AIM OF THE TASK ::
Turn the rows from the start through the line containing "111, 14, 498, 320" into a two-column CSV with the headers instruction and boxes. Give one line per row, with its text in the first field and its answer in the second, each field quoted and any line breaks replaced by spaces.

ENTRIES ::
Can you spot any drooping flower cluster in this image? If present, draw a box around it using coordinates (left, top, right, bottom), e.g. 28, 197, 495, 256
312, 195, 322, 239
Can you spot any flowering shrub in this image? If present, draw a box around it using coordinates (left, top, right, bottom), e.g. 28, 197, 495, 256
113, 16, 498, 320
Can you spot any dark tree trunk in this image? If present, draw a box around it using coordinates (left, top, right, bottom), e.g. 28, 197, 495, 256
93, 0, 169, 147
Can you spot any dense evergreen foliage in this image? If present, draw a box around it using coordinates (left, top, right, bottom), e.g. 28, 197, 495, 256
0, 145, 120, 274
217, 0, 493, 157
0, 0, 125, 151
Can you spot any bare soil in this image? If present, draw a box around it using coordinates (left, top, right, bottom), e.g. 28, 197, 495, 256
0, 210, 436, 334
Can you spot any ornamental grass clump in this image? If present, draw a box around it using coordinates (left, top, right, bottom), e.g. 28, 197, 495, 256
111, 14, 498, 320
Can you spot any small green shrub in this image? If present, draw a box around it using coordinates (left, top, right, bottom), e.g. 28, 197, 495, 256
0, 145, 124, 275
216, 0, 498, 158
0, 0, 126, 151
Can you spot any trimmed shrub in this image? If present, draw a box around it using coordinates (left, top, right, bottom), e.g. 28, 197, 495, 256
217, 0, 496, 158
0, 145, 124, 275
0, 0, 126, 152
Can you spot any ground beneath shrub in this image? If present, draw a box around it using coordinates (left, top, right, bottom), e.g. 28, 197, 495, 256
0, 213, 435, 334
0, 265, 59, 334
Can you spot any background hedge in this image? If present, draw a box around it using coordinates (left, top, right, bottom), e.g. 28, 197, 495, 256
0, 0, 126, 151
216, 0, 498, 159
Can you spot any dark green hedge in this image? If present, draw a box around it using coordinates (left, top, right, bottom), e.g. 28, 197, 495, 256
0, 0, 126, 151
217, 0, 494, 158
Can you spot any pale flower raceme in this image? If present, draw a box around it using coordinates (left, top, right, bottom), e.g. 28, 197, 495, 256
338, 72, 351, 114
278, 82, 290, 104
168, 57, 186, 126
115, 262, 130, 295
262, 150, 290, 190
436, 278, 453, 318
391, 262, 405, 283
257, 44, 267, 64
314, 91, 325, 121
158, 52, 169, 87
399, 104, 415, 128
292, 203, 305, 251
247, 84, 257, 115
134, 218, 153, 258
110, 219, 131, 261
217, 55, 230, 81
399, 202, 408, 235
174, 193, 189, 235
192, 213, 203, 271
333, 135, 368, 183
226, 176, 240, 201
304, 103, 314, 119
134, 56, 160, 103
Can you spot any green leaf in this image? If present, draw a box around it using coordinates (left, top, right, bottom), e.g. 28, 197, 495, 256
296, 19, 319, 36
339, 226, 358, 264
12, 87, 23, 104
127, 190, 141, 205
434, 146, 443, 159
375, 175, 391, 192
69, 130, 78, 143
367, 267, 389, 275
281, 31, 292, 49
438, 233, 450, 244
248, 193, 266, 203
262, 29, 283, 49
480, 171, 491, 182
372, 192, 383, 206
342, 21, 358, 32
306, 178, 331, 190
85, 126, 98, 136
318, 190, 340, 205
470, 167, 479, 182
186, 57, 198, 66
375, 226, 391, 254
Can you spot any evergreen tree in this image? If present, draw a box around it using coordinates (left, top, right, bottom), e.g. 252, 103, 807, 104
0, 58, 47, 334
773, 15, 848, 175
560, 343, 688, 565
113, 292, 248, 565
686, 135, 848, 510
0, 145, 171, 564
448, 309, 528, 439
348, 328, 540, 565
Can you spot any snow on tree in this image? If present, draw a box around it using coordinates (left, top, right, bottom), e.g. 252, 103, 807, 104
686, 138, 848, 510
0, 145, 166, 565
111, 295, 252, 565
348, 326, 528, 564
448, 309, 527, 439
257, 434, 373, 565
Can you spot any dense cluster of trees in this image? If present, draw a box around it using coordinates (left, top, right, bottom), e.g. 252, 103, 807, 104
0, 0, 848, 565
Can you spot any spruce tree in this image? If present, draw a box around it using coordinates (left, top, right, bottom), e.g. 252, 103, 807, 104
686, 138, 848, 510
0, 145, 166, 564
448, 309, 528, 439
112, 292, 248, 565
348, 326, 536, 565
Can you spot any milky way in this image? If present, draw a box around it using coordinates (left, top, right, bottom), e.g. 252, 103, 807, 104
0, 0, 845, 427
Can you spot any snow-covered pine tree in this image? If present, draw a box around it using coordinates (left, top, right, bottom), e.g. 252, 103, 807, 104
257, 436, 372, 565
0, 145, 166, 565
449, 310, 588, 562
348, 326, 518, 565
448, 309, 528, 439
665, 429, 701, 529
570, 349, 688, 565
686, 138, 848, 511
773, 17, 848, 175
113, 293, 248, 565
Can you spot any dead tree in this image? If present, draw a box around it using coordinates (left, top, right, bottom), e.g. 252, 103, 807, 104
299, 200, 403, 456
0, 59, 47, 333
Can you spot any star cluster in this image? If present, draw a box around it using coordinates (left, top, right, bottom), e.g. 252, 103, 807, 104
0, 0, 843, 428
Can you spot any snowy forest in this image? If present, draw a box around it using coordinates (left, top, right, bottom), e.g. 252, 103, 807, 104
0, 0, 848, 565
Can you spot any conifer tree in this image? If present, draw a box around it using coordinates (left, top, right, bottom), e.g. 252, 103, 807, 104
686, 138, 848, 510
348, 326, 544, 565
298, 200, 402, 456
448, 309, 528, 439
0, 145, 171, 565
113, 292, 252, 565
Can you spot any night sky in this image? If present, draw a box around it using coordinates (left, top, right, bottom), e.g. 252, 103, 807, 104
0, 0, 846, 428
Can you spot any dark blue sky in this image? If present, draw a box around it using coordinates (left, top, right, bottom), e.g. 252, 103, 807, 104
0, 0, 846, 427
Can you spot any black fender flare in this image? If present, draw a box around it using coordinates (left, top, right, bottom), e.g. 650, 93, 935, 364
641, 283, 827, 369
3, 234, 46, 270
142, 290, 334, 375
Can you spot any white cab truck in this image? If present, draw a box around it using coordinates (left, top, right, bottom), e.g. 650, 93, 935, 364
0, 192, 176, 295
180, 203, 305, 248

FINAL RESULT ::
instruction,boxes
"Can you spot any drooping flower cluster in this image? If present, draw a box around it using coordinates (left, top, right, bottom), e.g. 28, 197, 495, 256","312, 195, 322, 239"
"Can you spot any flowering shrub in this image? If present, draw a box around it using coordinates (left, top, right, bottom), e.g. 28, 197, 495, 256","113, 16, 498, 320"
"Can you spot any dark tree trunk in this image? If present, draw a box around it using coordinates (left, top, right, bottom), e.g. 28, 197, 495, 256","93, 0, 169, 147"
"Can you spot any dense evergreen foliage in this image? If present, draw a box around it using coordinates (left, top, right, bottom), e.g. 28, 197, 495, 256","0, 145, 120, 274 217, 0, 493, 157 0, 0, 125, 151"
"Can you spot any bare soil in this image? If present, draw a box around it using coordinates (left, top, right, bottom), e.g. 28, 197, 495, 256","0, 210, 436, 334"
"Can you spot any ornamental grass clump in this image? If present, draw a box around it using coordinates (left, top, right, bottom), e.g. 28, 197, 495, 256","111, 14, 498, 320"